Records shown:
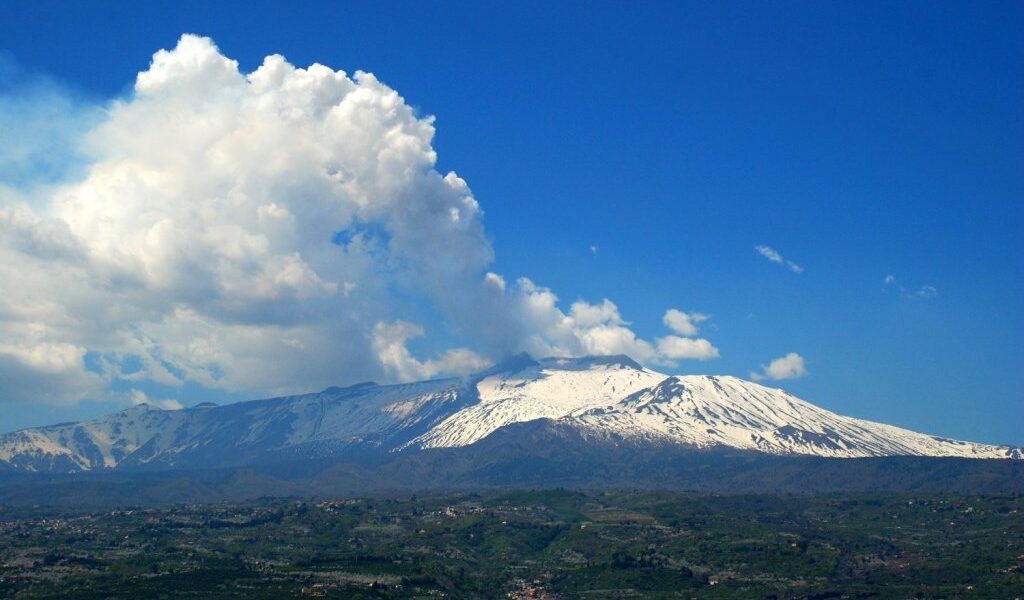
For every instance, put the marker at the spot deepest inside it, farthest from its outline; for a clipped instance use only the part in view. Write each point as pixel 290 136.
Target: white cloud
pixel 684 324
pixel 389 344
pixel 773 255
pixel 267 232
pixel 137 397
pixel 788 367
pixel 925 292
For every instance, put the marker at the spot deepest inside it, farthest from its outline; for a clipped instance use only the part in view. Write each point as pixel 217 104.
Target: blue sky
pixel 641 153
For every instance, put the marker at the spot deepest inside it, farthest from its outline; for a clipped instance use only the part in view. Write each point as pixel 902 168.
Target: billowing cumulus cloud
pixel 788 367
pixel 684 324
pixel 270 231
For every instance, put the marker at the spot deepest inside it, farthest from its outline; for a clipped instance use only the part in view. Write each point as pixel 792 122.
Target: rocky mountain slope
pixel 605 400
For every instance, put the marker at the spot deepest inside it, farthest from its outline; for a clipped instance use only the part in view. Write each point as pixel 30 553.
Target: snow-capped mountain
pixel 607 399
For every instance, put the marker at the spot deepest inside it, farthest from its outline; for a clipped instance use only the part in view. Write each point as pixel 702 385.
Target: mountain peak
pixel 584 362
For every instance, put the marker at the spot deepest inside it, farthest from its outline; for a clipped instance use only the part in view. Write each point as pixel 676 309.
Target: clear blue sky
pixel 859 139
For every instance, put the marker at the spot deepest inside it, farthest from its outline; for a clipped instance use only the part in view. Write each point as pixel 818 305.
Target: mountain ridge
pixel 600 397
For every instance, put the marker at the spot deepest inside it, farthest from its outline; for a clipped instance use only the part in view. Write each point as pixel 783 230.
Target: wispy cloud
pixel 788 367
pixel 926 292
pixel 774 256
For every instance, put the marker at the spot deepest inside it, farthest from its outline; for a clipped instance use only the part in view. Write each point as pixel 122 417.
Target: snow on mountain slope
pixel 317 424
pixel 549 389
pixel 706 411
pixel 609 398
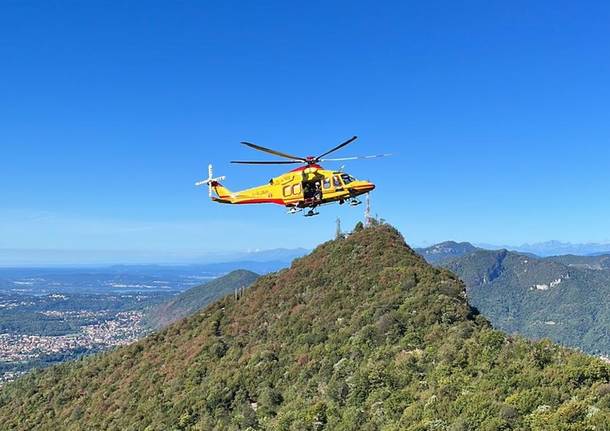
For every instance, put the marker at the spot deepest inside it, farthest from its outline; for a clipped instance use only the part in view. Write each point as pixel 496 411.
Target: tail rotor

Stated exercise:
Copy out the whole listing above line for line, without any changes. Leave the pictures out.

Output below:
For every instance, put the marker at the spot deepest inside it, farthest from its outline; for a clipped instance use only the part in view. Write each point as pixel 290 136.
Target: white cloud
pixel 684 324
pixel 389 344
pixel 773 255
pixel 267 232
pixel 137 397
pixel 788 367
pixel 925 292
For every instance, put the marker at the spot deepest inside it, farthest from its outline; for a clipped instance use only the part in view. Write each point as pixel 217 104.
Target: blue sky
pixel 641 153
For every instance, put the marker at the spot deepest inside it, farthest from its outline; for a clipped instance use only the part in view. Write each point as pixel 902 168.
Target: billowing cumulus cloud
pixel 788 367
pixel 684 324
pixel 270 231
For every instance, put the marker at the spot deepest inside it, farthest from its outline; for a clipped instance use only the part in view. Write each point as pixel 792 122.
Target: rocky mountain slope
pixel 605 400
For every instance, put the marker at the spot deepest inside it, farthest from its outline; for a clipped instance use only the part in view. Write each point as pixel 30 553.
Target: snow-capped mountain
pixel 607 399
For every instance, put the marker at the spot deepest inside it, farthest from its outline; for a clipped instance use only the part in view. Write each point as pixel 702 385.
Target: mountain peak
pixel 584 362
For every instance, put the marker at the spot deepest inside it, farthest from its outline; for a clipped instance use only the part in view. Write each point as pixel 676 309.
Target: clear blue sky
pixel 859 139
For every instance, put the marker at the spot deepest inside it, farthest from its outline; for a clipped instance use only the part in view. Write each point as pixel 818 305.
Target: mountain ridge
pixel 600 397
For every instance, put the marker at the spot deepest inside it, farthest from its outline; for a clipped instance use only the part in view. Write each point as pixel 783 230.
Target: wispy cloud
pixel 788 367
pixel 926 292
pixel 774 256
For every instance, put the marker at the spot deepest inside it, farthest from its outline; for a clipped instance use only the part in view. Write each point as pixel 122 417.
Target: snow on mountain slope
pixel 317 424
pixel 549 389
pixel 706 411
pixel 609 398
For every instance, put the marker at the spot deepest inside it, farthest from its outline; for a clipped instance use only the part in view. Write each point as pixel 496 411.
Target: tail rotor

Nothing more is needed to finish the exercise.